## Given entries
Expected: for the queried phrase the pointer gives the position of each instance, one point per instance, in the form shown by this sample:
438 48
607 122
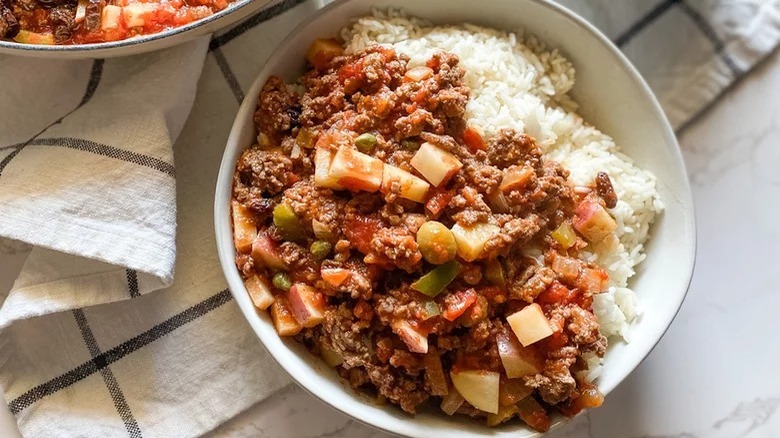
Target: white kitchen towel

* * *

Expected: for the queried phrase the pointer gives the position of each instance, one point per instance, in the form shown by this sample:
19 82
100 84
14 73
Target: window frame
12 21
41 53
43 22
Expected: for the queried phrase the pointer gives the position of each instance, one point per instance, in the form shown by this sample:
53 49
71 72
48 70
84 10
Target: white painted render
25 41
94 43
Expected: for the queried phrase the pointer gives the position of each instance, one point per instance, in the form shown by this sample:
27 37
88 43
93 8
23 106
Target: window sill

## Short exercise
Which lines of the listing contain the word "Target"? Copy each of them.

## Result
Target: white kitchen towel
Target: window frame
Target: white painted render
Target: window sill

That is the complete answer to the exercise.